(Written request): From the entries below, copy out everything from the line containing "point: light green" down to the line containing "point: red blurred", including both of those lines and changing nothing.

(Listing):
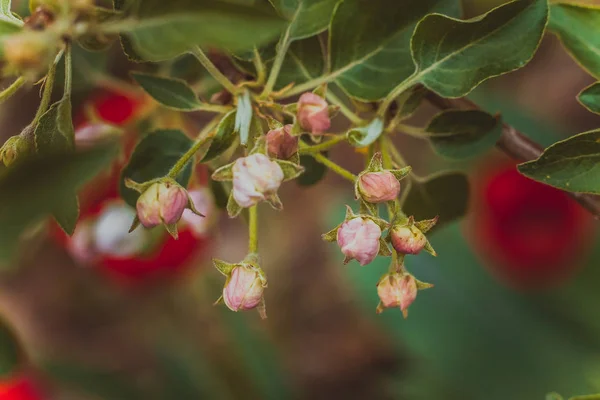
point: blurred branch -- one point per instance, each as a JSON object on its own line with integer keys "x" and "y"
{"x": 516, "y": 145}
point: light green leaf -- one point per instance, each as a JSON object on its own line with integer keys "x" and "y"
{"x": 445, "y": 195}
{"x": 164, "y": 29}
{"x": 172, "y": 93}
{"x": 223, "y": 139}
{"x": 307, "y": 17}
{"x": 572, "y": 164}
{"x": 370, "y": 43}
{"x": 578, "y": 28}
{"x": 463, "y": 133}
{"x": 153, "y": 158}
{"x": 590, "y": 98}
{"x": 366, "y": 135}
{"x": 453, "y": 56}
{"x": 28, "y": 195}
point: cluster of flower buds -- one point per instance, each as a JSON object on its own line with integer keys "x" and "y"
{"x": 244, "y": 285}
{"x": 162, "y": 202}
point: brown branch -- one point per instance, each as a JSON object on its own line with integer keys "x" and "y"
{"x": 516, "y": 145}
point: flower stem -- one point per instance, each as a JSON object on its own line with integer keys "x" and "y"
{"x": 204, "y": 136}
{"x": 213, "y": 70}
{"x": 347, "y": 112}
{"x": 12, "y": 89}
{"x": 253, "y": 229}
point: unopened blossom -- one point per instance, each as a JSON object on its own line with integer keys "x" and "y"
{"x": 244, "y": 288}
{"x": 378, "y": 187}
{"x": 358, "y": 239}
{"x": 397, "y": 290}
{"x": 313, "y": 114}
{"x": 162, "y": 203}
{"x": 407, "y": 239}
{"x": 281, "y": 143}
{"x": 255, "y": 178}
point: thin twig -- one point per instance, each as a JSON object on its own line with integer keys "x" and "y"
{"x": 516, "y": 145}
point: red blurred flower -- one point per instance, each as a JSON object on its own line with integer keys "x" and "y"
---
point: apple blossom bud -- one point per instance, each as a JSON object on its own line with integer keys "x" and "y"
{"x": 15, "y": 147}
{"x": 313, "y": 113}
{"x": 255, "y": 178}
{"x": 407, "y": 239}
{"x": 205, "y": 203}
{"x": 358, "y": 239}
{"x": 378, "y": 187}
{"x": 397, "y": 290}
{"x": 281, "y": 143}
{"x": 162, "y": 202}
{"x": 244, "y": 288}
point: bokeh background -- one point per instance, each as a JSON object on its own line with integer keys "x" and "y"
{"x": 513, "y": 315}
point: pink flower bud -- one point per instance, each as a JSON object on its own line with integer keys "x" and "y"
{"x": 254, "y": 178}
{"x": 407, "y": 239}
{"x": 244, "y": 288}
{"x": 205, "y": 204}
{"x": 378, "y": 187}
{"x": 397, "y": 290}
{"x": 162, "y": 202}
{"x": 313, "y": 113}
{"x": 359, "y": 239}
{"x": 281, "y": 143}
==
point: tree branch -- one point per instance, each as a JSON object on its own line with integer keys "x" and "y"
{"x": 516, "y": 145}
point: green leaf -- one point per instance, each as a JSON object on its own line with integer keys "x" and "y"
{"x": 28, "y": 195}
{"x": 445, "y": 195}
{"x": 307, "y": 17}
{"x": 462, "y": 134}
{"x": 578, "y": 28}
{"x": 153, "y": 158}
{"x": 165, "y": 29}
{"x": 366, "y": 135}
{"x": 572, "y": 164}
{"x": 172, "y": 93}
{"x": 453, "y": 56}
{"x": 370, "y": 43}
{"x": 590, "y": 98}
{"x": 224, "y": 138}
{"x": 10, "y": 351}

(Written answer):
point: light green leaf -- one point per instance, each as a JSON object on its own line with integer keys "x" and "y"
{"x": 445, "y": 195}
{"x": 164, "y": 29}
{"x": 172, "y": 93}
{"x": 223, "y": 139}
{"x": 307, "y": 17}
{"x": 572, "y": 164}
{"x": 370, "y": 43}
{"x": 578, "y": 28}
{"x": 463, "y": 133}
{"x": 153, "y": 158}
{"x": 590, "y": 98}
{"x": 366, "y": 135}
{"x": 453, "y": 56}
{"x": 28, "y": 195}
point: cluster of flower buds -- one point per instance, each as a JSON object on its own line with integer keys "x" and "y"
{"x": 244, "y": 285}
{"x": 162, "y": 202}
point: brown branch -- one point per instance, each as a JSON object on its own line with integer keys "x" and "y"
{"x": 516, "y": 145}
point: flower stem -- one point per instance, each as a JSON object on its own line with integer keys "x" and "y"
{"x": 204, "y": 136}
{"x": 213, "y": 70}
{"x": 347, "y": 112}
{"x": 12, "y": 89}
{"x": 253, "y": 229}
point: unopened blossom -- one point per instance, each as a JSON object on its own line with integer keys "x" and "y"
{"x": 244, "y": 288}
{"x": 378, "y": 187}
{"x": 358, "y": 239}
{"x": 397, "y": 290}
{"x": 313, "y": 114}
{"x": 162, "y": 203}
{"x": 407, "y": 239}
{"x": 281, "y": 143}
{"x": 255, "y": 178}
point: thin twig -- one point per instance, each as a JSON object on its own line with integer keys "x" and "y"
{"x": 516, "y": 145}
point: red blurred flower -- one point per instance, each as a JSON object on its own line with integer keys "x" and "y"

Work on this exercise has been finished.